-- Short task --
Convert each line of the material below into a row of a Markdown table with the columns Row and Line. Number the rows in order and omit blank lines.

■ ■ ■ ■

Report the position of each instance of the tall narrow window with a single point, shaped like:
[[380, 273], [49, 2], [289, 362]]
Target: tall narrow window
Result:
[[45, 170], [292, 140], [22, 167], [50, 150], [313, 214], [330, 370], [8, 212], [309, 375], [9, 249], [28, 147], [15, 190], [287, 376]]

■ ■ ■ ■

-- Task output --
| Row | Line |
|---|---|
| 1 | Report the position of each instance of the tall narrow window with a single point, shaped like: |
| 2 | [[380, 273], [49, 2], [289, 362]] |
| 3 | Target: tall narrow window |
| 4 | Result: |
| 5 | [[45, 170], [292, 140], [22, 167], [50, 150], [313, 214], [330, 370], [8, 212], [309, 375], [9, 249], [28, 147], [15, 190], [287, 376]] |